» **Work to complete**
Your task is to copy every line of the entries that holds the word "fender".
----- Material shown
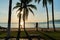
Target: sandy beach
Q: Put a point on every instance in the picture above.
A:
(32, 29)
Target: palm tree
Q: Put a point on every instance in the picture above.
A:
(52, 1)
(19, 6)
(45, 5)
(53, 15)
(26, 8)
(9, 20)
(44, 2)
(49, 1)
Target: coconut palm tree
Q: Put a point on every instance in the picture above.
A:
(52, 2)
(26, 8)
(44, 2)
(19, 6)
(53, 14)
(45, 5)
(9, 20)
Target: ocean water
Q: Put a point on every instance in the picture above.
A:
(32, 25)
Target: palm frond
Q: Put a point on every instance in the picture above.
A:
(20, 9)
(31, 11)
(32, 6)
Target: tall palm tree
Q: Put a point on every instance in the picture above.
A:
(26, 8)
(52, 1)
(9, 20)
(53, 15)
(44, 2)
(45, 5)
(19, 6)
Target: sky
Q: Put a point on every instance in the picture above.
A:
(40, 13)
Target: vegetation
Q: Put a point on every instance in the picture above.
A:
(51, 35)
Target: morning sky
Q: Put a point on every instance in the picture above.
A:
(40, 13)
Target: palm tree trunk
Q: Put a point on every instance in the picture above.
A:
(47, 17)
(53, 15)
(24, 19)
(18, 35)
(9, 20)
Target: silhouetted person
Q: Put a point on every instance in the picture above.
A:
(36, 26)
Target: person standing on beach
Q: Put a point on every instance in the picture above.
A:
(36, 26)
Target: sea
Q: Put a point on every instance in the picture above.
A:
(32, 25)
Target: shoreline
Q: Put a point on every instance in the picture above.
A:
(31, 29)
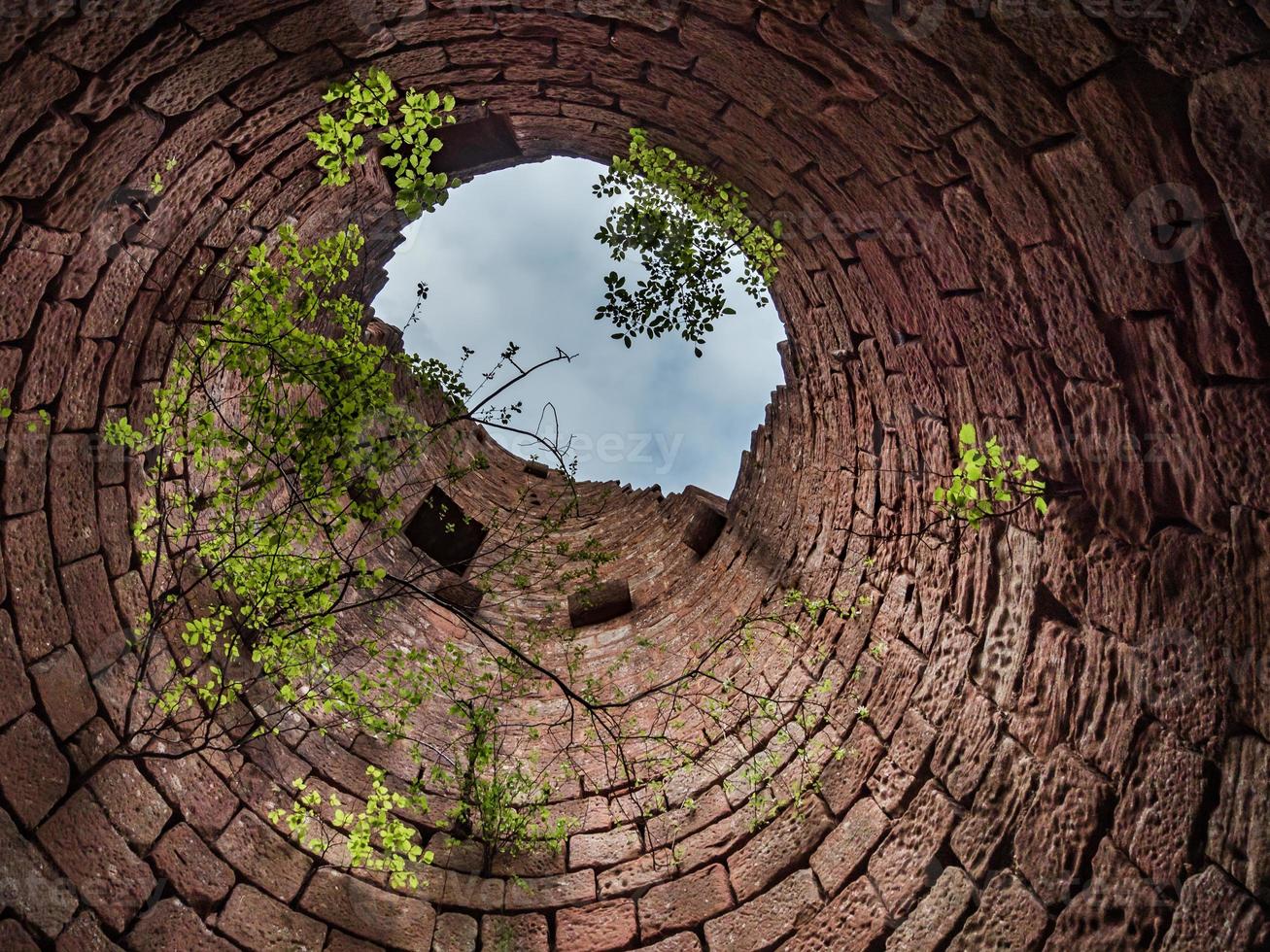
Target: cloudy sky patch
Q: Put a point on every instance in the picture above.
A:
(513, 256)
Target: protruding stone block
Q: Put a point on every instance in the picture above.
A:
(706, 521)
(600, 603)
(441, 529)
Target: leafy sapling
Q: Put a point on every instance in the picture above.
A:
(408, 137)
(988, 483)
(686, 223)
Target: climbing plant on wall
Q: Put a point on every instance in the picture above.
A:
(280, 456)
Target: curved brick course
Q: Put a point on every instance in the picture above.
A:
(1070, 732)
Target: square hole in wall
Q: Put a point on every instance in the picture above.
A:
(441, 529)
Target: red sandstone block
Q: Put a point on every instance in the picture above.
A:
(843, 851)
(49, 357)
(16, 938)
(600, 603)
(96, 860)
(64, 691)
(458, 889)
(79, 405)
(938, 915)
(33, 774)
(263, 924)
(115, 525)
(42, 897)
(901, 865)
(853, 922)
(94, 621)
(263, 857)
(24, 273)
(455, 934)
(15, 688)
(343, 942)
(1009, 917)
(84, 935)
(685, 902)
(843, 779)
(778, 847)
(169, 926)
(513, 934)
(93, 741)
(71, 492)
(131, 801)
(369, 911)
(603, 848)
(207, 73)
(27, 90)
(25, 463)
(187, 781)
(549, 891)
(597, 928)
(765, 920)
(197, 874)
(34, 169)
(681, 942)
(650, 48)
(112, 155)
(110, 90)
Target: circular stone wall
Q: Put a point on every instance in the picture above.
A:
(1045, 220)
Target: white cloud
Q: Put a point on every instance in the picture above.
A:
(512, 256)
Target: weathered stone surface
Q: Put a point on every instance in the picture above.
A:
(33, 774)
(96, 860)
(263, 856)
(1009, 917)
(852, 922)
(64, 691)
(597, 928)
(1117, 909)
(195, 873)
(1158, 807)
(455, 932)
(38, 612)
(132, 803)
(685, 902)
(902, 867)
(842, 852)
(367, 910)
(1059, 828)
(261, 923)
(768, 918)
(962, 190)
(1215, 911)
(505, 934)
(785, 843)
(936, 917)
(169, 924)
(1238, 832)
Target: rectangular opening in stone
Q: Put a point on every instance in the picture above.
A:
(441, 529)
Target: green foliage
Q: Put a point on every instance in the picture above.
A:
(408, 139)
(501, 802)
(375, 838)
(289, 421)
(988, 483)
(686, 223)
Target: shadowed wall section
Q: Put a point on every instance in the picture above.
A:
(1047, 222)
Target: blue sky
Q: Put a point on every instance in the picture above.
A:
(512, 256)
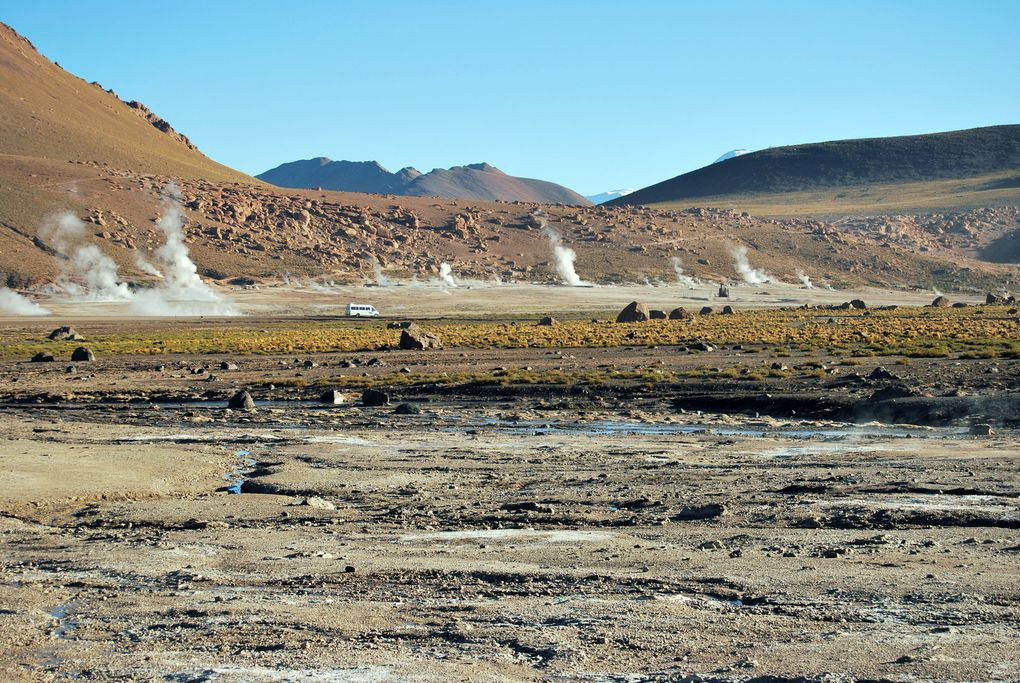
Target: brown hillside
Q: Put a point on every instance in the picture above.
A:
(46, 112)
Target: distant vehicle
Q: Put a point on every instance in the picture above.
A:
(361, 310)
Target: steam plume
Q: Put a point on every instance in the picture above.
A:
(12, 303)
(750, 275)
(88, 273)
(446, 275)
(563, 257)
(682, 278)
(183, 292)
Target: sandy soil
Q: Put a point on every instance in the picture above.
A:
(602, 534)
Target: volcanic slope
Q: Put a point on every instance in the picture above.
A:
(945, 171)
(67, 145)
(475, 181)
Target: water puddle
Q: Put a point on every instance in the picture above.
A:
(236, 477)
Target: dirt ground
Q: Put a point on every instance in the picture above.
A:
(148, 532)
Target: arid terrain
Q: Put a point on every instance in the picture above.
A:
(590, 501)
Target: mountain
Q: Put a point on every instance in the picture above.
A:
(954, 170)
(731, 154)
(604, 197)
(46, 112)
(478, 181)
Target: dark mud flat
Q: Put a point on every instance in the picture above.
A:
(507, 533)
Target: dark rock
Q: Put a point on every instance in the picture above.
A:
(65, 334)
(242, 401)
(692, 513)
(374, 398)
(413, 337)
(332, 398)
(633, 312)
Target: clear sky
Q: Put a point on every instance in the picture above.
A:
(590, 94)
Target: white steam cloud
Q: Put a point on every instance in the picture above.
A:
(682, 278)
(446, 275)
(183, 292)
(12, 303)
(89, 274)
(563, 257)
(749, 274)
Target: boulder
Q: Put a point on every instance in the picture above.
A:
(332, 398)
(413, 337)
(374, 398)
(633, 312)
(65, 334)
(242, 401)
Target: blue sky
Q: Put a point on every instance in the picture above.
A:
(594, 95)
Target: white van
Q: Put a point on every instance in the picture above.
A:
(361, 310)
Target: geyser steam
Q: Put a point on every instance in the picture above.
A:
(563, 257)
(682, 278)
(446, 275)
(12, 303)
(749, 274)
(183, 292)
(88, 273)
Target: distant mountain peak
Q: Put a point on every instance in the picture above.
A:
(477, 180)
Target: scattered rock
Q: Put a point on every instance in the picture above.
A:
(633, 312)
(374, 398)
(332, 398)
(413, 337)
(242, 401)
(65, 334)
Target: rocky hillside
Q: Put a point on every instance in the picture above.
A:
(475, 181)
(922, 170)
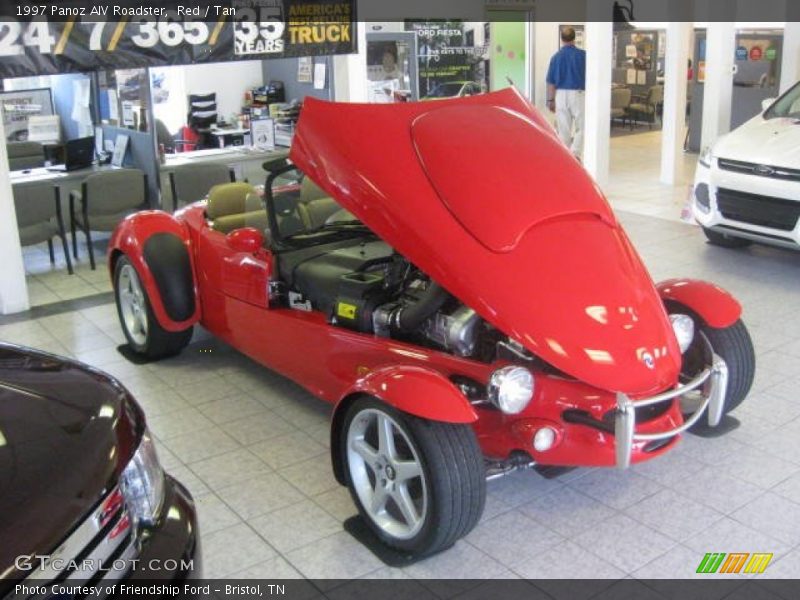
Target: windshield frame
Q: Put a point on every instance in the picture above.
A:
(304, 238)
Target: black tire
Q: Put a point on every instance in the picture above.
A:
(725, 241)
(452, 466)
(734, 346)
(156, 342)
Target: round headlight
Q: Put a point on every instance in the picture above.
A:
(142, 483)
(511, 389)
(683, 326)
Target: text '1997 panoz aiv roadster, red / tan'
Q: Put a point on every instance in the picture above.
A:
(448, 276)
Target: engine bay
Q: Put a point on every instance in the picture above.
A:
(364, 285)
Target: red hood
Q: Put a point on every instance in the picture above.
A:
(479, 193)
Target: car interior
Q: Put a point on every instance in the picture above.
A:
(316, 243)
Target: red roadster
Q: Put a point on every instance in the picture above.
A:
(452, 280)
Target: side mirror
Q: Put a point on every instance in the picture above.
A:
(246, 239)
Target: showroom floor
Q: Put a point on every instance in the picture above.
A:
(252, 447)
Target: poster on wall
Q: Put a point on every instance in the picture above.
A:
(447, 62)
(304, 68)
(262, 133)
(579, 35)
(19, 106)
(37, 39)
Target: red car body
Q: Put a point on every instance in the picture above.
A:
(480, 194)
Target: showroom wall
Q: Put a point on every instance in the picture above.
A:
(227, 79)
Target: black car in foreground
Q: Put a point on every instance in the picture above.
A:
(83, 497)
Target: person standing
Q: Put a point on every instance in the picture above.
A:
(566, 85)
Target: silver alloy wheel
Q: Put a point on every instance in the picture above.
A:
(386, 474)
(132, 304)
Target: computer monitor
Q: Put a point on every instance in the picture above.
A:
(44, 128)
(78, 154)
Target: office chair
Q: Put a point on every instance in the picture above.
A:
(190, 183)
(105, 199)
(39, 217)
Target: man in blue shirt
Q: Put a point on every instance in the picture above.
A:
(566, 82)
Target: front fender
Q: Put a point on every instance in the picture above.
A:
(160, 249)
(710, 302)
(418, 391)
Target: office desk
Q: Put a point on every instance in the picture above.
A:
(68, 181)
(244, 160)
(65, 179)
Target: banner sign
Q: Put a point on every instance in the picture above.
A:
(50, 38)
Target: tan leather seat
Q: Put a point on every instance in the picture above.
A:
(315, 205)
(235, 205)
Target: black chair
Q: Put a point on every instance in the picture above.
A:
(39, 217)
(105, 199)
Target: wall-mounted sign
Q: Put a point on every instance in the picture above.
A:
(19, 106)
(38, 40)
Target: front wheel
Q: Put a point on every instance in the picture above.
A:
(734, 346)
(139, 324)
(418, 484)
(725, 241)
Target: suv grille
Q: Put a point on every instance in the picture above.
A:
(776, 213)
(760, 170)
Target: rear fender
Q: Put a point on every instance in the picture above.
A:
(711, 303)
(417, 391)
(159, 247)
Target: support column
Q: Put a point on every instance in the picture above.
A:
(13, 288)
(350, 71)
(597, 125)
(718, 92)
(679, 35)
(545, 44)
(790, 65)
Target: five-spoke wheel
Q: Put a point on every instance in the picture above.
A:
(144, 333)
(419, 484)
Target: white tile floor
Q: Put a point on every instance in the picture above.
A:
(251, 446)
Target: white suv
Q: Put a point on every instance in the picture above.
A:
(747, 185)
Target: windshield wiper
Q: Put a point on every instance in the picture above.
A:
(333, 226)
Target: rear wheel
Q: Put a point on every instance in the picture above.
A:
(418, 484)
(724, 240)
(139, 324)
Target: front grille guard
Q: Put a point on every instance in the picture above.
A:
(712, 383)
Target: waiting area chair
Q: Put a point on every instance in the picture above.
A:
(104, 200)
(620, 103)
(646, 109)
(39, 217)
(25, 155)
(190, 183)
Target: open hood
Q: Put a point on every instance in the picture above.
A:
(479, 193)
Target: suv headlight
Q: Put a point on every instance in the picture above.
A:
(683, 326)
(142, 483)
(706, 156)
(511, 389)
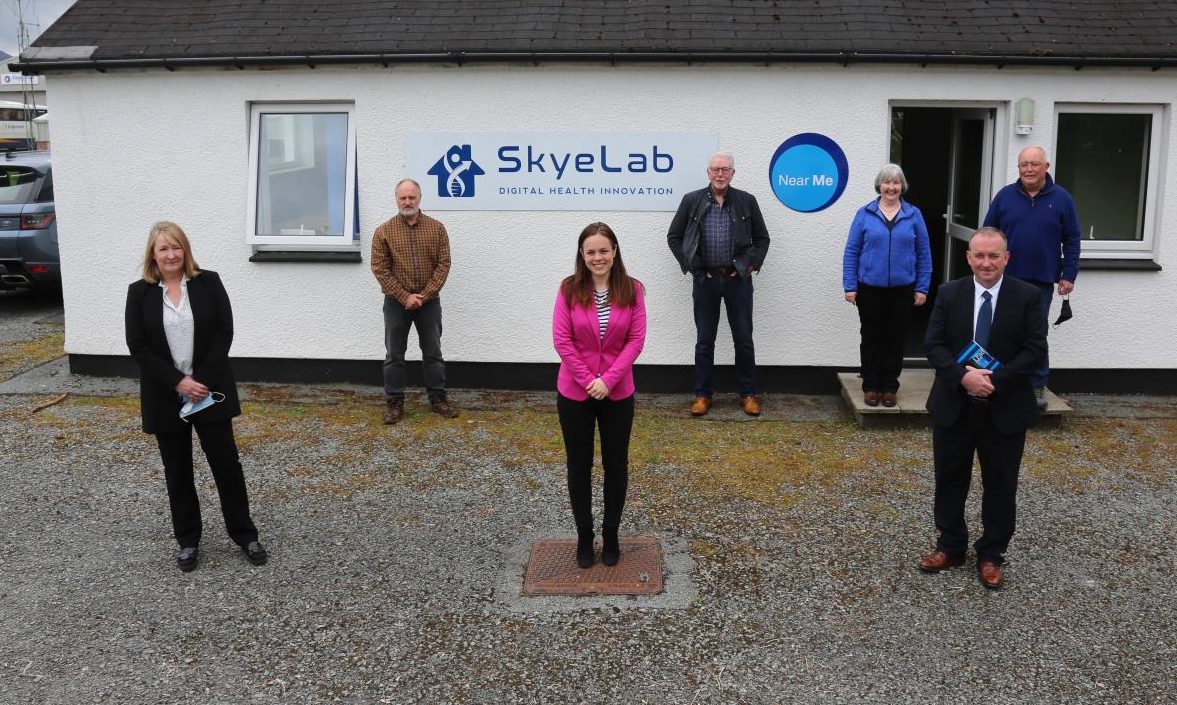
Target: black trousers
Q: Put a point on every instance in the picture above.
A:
----------
» **Response area**
Target: front fender
Target: rear fender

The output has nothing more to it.